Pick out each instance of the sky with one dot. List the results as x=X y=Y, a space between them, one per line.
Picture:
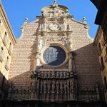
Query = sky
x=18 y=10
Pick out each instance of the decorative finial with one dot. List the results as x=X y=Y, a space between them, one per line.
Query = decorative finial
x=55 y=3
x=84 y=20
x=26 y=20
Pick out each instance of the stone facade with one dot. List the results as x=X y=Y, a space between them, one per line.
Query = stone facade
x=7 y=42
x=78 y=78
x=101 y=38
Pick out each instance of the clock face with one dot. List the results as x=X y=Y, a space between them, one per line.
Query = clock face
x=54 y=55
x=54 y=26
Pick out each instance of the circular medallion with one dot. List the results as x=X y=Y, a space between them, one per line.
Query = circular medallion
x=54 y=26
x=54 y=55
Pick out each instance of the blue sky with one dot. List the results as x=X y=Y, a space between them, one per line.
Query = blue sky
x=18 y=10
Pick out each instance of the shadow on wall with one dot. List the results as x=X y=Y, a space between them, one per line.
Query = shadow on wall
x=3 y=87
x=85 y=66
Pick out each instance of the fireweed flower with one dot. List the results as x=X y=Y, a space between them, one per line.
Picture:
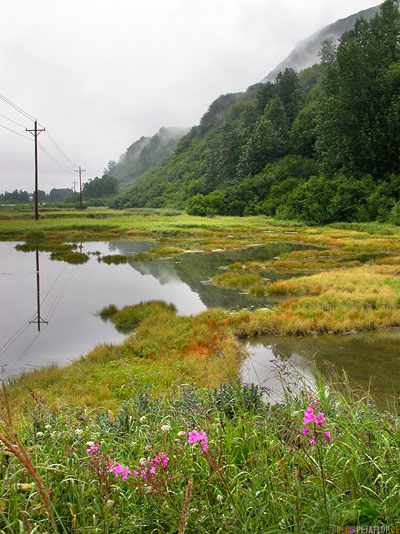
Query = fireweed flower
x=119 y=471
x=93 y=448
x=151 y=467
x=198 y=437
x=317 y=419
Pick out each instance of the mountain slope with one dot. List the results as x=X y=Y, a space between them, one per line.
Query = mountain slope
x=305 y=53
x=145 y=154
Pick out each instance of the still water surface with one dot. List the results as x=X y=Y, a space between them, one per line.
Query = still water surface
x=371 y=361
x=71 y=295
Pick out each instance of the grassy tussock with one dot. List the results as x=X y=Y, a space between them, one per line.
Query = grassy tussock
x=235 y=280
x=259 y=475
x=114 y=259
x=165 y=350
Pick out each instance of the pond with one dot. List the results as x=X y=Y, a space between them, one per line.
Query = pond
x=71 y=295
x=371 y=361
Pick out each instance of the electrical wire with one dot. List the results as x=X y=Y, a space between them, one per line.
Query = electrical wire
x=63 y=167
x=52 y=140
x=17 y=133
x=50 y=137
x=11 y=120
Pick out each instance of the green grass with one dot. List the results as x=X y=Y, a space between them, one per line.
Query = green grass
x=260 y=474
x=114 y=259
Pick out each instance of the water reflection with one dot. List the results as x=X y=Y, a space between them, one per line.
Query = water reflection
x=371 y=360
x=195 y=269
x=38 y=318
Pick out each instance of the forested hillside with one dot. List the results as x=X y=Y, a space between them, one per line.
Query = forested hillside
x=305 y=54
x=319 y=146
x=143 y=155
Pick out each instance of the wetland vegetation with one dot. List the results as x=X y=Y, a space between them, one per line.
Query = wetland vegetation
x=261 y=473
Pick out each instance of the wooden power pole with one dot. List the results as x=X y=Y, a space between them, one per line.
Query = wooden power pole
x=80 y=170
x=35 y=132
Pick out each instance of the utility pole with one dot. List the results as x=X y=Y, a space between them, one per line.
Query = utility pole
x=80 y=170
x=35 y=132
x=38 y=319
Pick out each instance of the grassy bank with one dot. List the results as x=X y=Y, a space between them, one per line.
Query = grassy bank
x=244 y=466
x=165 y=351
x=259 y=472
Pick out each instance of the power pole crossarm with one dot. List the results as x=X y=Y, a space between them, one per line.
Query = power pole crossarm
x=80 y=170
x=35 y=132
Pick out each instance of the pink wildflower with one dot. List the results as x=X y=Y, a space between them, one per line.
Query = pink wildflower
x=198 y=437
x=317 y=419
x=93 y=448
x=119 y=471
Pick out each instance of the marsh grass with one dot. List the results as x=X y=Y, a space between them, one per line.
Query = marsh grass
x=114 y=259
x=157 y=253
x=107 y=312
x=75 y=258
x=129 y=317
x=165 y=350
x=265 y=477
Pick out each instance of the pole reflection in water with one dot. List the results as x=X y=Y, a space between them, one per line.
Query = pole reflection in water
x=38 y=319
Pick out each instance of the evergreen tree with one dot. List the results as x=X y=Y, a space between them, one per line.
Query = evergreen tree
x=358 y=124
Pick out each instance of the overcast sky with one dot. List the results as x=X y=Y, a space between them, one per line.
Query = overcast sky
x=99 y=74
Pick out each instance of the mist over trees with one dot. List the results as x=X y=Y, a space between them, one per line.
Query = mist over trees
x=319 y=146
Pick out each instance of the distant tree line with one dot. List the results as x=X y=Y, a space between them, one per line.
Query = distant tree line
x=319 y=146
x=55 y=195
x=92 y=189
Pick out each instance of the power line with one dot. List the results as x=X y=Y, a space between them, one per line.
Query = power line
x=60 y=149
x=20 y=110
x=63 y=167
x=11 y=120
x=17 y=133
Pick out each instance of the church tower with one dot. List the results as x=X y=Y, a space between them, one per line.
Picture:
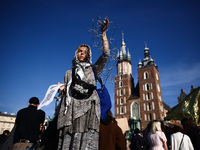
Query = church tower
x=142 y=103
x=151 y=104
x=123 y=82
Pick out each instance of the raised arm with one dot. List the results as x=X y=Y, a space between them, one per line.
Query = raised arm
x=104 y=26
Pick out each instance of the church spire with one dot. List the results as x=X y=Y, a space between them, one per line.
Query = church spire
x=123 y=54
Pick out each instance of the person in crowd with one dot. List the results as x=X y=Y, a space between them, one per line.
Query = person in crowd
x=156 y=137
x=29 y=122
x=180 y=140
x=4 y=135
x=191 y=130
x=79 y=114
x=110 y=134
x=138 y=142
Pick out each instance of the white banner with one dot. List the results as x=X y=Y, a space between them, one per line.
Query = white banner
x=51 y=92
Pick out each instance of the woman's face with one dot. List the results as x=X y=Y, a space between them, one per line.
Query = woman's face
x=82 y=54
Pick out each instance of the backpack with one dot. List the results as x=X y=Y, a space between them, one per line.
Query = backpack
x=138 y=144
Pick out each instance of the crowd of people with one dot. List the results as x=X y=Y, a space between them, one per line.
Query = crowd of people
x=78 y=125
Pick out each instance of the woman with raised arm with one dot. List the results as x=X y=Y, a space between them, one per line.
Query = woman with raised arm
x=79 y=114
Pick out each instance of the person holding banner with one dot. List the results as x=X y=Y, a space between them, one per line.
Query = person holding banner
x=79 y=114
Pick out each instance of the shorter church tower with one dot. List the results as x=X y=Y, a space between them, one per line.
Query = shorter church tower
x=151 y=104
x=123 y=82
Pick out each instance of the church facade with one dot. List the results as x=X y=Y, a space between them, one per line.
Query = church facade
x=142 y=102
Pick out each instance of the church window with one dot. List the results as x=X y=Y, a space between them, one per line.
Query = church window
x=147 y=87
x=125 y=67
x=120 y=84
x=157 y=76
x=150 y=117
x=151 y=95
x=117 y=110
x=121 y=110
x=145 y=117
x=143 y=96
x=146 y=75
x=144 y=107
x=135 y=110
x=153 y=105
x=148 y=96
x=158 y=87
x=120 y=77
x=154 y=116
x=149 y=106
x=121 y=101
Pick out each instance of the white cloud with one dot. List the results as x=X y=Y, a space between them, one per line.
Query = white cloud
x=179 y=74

#####

__WORK REQUIRED__. Retype every record above exactly as written, but leave out the pictures.

__WRITTEN REPLY__.
Pick out each instance of the sky with one dot. List the results as x=X y=Y, a space between them, one per line.
Picture:
Query = sky
x=18 y=10
Pick out each instance of the decorative finial with one dot. List the results as x=X y=Y, a space between them, one per line.
Query = decorative finial
x=55 y=3
x=84 y=20
x=26 y=20
Pick out each instance of the stone facade with one dot. List the results as x=X y=Y, a space between them, one per line.
Query = stone facade
x=7 y=42
x=78 y=78
x=101 y=38
Pick out each instance of the clock face with one dot. List the results as x=X y=Y, a space between them, one per line.
Query = clock face
x=54 y=55
x=54 y=26
Pick out each instance of the circular medallion with one dot. List the results as x=X y=Y, a space between them, one per line.
Query = circular medallion
x=54 y=26
x=54 y=55
Pick out each instance of the blue sky with one dot. List the results as x=X y=Y, a space between them, one per line.
Query = blue sky
x=18 y=10
Pick out each instance of the shadow on wall with one dot. List the results as x=X y=Y, a space between them, one per line.
Query = shadow on wall
x=3 y=87
x=85 y=66
Pick out each instance of the fireweed flower with one dot. List the results as x=X y=Y, a space between them, one per line.
Picture:
Query = fireweed flower
x=119 y=471
x=93 y=448
x=151 y=467
x=198 y=437
x=317 y=419
Pick out each instance of the mountain slope with one dot. List the results as x=X y=Y, a space between them, one per line.
Query = mountain slope
x=305 y=53
x=145 y=154
Pick out each instance of the still water surface with one dot. List the results as x=X y=Y, a space between them, one per line.
Query = still water surface
x=371 y=361
x=71 y=295
Pick out each instance of the grassy tussock with one dot. List the results as x=X y=Y, a space between them, one per line.
Query = grassy tussock
x=235 y=280
x=259 y=475
x=114 y=259
x=165 y=350
Pick out each instance of the pond with one dot. List the results as x=X y=Y, a space between them, one per line.
Query = pond
x=71 y=295
x=371 y=361
Pick out each instance of the electrical wire with one dot. List the results as x=X y=Y, a space between them, one per line.
Query = electrical wire
x=63 y=167
x=52 y=140
x=17 y=133
x=50 y=137
x=11 y=120
Pick out each instance of the green grass with one dot. List the results as x=X y=Y, a space between them, one per line.
Query = green grass
x=260 y=474
x=114 y=259
Pick out each instance of the water reflection with one dot. List the results as x=X y=Y, a space between them, one per line.
Query = water reflection
x=371 y=360
x=195 y=269
x=38 y=318
Pick out each instance of the forested hillside with one dot. List the results as x=X y=Y, a space between them, one per line.
Query = forested hillside
x=305 y=54
x=319 y=146
x=143 y=155
Pick out each instance of the wetland vegetation with one dot. List the results as x=X y=Y, a space between them, one per line.
Query = wetland vegetation
x=261 y=473
Pick out each instance of the wooden power pole with one dot. List the results as x=X y=Y, a space between them, one per line.
Query = wooden power pole
x=80 y=170
x=35 y=132
Pick out each instance of the utility pole with one dot. List the results as x=X y=Y, a space between them, one per line.
Query = utility pole
x=80 y=170
x=35 y=132
x=38 y=319
Pick out each instance of the grassy bank with one dot. List the results as x=X y=Y, a space between them, one per line.
Query = grassy bank
x=244 y=466
x=165 y=351
x=259 y=472
Pick out each instance of the power pole crossarm with one dot. List the results as x=X y=Y, a space between them, one per line.
Query = power pole crossarm
x=80 y=170
x=35 y=132
Pick out each instance of the pink wildflower with one dot. List the results as x=X y=Y, a space between them, one per line.
Query = pink wildflower
x=198 y=437
x=317 y=419
x=93 y=448
x=119 y=471
Pick out each instance of the marsh grass with one dot. List the results as x=X y=Y, a space between them, one per line.
Query = marsh grass
x=114 y=259
x=157 y=253
x=107 y=312
x=75 y=258
x=129 y=317
x=165 y=350
x=265 y=477
Pick out each instance of the pole reflection in water with one dot. List the results as x=X y=Y, a space between them, one per line.
Query = pole reflection in water
x=38 y=319
Pick out each instance of the evergreen tree with one dot. List the results as x=X y=Y, a space between them, one per line.
Query = evergreen tree
x=358 y=124
Pick out each instance of the overcast sky with one dot. List the results as x=X y=Y, a space between them, one per line.
Query = overcast sky
x=99 y=74
Pick out each instance of the mist over trees with one dot. List the results as x=X y=Y, a space between them, one per line.
Query = mist over trees
x=319 y=146
Pick out each instance of the distant tree line with one dot. List the results as x=X y=Y, a space between them, one per line.
Query = distant tree line
x=319 y=146
x=55 y=195
x=92 y=189
Pick out each instance of the power line with one dot. List the results as x=X y=Y, a space between them, one per line.
Query = power line
x=60 y=149
x=20 y=110
x=63 y=167
x=11 y=120
x=17 y=133
Pick out each instance of the church tower with one dot. List the results as x=X y=Y, a space between them, one per line.
Picture:
Query = church tower
x=142 y=103
x=151 y=104
x=123 y=82
Pick out each instance of the raised arm with one dot. List the results as x=X y=Y, a space between them, one per line.
Query = raised arm
x=104 y=26
Pick out each instance of the church spire with one dot. List the results as x=X y=Y, a space between them, one per line.
Query = church spire
x=123 y=54
Pick out each instance of the person in crowd with one dot. List the results as x=X y=Y, a space between them, one per line.
Query = person in crowd
x=156 y=137
x=29 y=122
x=180 y=140
x=4 y=135
x=191 y=130
x=79 y=114
x=110 y=134
x=138 y=142
Pick out each instance of the white banner with one dot. List the results as x=X y=Y, a space between them, one per line.
Query = white banner
x=51 y=92
Pick out each instance of the woman's face with one dot. List the results as x=X y=Y, a space between them, one per line.
Query = woman's face
x=82 y=54
Pick out each instance of the backpack with one dot. List the results as x=X y=Y, a space between them, one per line.
Query = backpack
x=138 y=144
Pick out each instance of the crowd of people with one dot. List the results as x=X y=Y, a space between them, one per line.
Query = crowd of people
x=78 y=125
Pick out each instance of the woman with raised arm with one dot. List the results as x=X y=Y, a space between them, one per line.
Query = woman with raised arm
x=79 y=114
Pick out each instance of the person holding banner with one dot. List the results as x=X y=Y, a space between them, one per line.
Query = person holding banner
x=79 y=114
Pick out each instance of the shorter church tower with one dot. List the results as x=X y=Y, a space between them, one per line.
Query = shorter church tower
x=151 y=104
x=123 y=82
Pick out each instance of the church facade with one dot. List the results as x=X y=Y, a space between them, one per line.
Query = church facade
x=142 y=102
Pick out each instance of the church window with one dot. List the results as x=X y=Y, a space between them, one per line.
Query = church window
x=147 y=87
x=125 y=67
x=120 y=84
x=157 y=76
x=150 y=117
x=151 y=95
x=117 y=110
x=121 y=110
x=145 y=117
x=143 y=96
x=146 y=75
x=144 y=107
x=135 y=110
x=153 y=105
x=148 y=96
x=158 y=87
x=120 y=77
x=154 y=116
x=149 y=106
x=121 y=101
Pick out each instance of the white cloud with one dot. List the results as x=X y=Y, a space between them, one per line.
Query = white cloud
x=179 y=74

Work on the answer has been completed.